-- START --

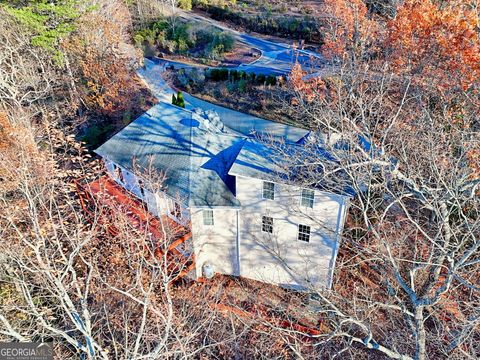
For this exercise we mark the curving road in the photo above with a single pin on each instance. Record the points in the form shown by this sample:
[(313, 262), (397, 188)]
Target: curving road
[(276, 59)]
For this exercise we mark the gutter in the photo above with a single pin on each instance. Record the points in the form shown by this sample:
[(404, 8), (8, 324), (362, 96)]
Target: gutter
[(238, 270)]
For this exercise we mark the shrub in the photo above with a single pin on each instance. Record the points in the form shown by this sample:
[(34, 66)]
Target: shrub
[(242, 86), (271, 80), (97, 134), (261, 79), (218, 74), (185, 4)]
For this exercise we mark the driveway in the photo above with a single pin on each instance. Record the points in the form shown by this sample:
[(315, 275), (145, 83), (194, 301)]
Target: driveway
[(241, 123), (277, 58)]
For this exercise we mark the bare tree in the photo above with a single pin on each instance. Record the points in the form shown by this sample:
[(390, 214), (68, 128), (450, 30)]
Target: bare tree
[(411, 242)]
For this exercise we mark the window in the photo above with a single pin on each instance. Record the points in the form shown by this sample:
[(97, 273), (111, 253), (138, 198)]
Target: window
[(304, 233), (208, 217), (308, 197), (268, 190), (267, 224)]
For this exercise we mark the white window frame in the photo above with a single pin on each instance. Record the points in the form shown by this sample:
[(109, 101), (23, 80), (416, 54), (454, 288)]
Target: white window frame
[(306, 233), (307, 198), (272, 191), (267, 224), (207, 219)]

-- END --

#### [What is needed]
Can you reproduce all of the data above verbatim, leaving out any pictures?

#### [Result of the task]
For this exercise we mark the curving road in the photo above with a single pin on each instance. Record the points in the form shown by this sample:
[(313, 262), (397, 188)]
Target: curving road
[(276, 59)]
For this exercise we mark the gutter in the photo above with a single pin on each instance. Record the points in the form shown by this sample:
[(404, 8), (8, 324), (362, 96)]
Target: gutter
[(238, 270)]
For this exercise we mark the shrub in the photo above with a single pin on each instance. Record the points in the form shown by this sample:
[(34, 66)]
Target: shrub
[(242, 86), (271, 80), (97, 134), (261, 79), (218, 74), (185, 4)]
For this exercise we mark the driveway in the photo above with a single pin on each instance. Record the points in the form shown by this sample:
[(315, 275), (145, 83), (194, 301)]
Target: driveway
[(241, 123), (277, 58)]
For this exercise we mark the bare tree in the photo above with a single pin on each instance. Record the points in the form shown by this sample:
[(390, 214), (68, 128), (450, 30)]
Target: bare tree
[(411, 242)]
For this exercise we mark the window in the photo above with a single pin on each instance. Record the points in the form shown by this sample:
[(97, 273), (111, 253), (138, 198)]
Target: window
[(304, 233), (208, 217), (308, 197), (268, 190), (267, 224)]
For this exercise we mark the white window frame in the photo above with a single pin on each instance. Record the points in the form shown by this sample:
[(109, 101), (23, 80), (416, 54), (454, 288)]
Target: white window frame
[(306, 233), (307, 198), (272, 191), (267, 224), (207, 219)]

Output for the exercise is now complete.